→ CHALLENGE 1
Extract the passage of the console text-size post starting with "On my 15’’ 4K" and going on through "resolution in Grub.".

→ TEXT SHOWN

# # # # #

How to make text legible in virtual console on HiDPI displays?

How to make text legible in virtual console on HiDPI/hi-res/4K/8K displays?
By virtual console, I mean tty1, than one one can switch to with Ctrl+Alt+F1.
On my 15’’ 4K screen laptop, it has incredibly small font, barely legible.
What are my options, something ideally not requiring restart.

Possible solutions:

  1. Change font size.
    Change font size with setfontCLI tool. But you have to provide font name and have such big font; like ter-v32b from non-default package terminus-bitmap-fonts as described in this thread. That is rather fiddly.

  2. Change screen resolution
    Change screen/framebuffer resolution should be simpler than fiddling with fonts. But how? Several articles recommend fbset, but that was discontinued long time ago and not available for openSuse. What replaced fbset?

  3. Change resolution in Grub.
    That requires restart, knowledge of the correct parameter and correct supported resolution. Not exactly user friendly.
    At least Grub booting GUI seems to set itself to some larger resolution so it is legible.

Ideally, the virtual consoles should be scaled automatically to an optimal resolution based on screen DPI, to be always usable out of the box. If that fails, there should be a reliable keyboard shortcut to change resolution or scale fonts. Something like Ctrl +/- in Konsole. Or at lest always setting resolution to basic SVGA resolution. It would look horrible but at least the console would be usable.

Background:
Recently, after an update, I ended up with broken system without any GUI shell.
See: After updating Slowroll today I cannot start Xorg or Wayland - suspected culprit kernel Lockdown
and I could not roll back with snapper. I had to fix it using this virtual console with this miniscule sized text. System with only CLI interface is tricky enough; especially also without internet. System with only CLI interface which you cannot even read - that a torture.

# # # # #

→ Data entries
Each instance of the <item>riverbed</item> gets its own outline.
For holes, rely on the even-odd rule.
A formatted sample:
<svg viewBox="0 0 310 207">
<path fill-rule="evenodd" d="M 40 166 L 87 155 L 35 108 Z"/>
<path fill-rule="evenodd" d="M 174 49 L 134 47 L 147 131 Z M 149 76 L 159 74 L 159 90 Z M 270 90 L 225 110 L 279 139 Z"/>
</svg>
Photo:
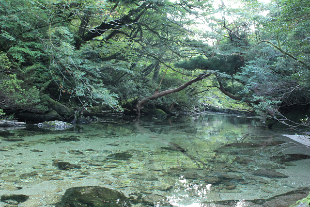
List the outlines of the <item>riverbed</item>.
<svg viewBox="0 0 310 207">
<path fill-rule="evenodd" d="M 223 114 L 106 117 L 62 131 L 29 123 L 0 131 L 0 195 L 53 207 L 68 188 L 95 185 L 160 195 L 158 206 L 289 206 L 310 190 L 310 150 L 283 134 L 295 133 Z"/>
</svg>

# # # # #

→ CHALLENGE 2
Please copy the data entry rows above word for word, leaving out the pictures.

→ TASK OUTPUT 1
On my 15’’ 4K screen laptop, it has incredibly small font, barely legible.
What are my options, something ideally not requiring restart.

Possible solutions:

  1. Change font size.
    Change font size with setfontCLI tool. But you have to provide font name and have such big font; like ter-v32b from non-default package terminus-bitmap-fonts as described in this thread. That is rather fiddly.

  2. Change screen resolution
    Change screen/framebuffer resolution should be simpler than fiddling with fonts. But how? Several articles recommend fbset, but that was discontinued long time ago and not available for openSuse. What replaced fbset?

  3. Change resolution in Grub.

→ TASK OUTPUT 2
Each instance of the <item>riverbed</item> gets its own outline.
For holes, rely on the even-odd rule.
A formatted sample:
<svg viewBox="0 0 310 207">
<path fill-rule="evenodd" d="M 40 166 L 87 155 L 35 108 Z"/>
<path fill-rule="evenodd" d="M 174 49 L 134 47 L 147 131 Z M 149 76 L 159 74 L 159 90 Z M 270 90 L 225 110 L 279 139 Z"/>
</svg>
Photo:
List the outlines of the <item>riverbed</item>.
<svg viewBox="0 0 310 207">
<path fill-rule="evenodd" d="M 223 114 L 106 117 L 62 131 L 29 123 L 0 131 L 0 195 L 53 207 L 68 188 L 95 185 L 160 195 L 158 206 L 289 206 L 310 190 L 310 150 L 283 134 L 295 133 Z"/>
</svg>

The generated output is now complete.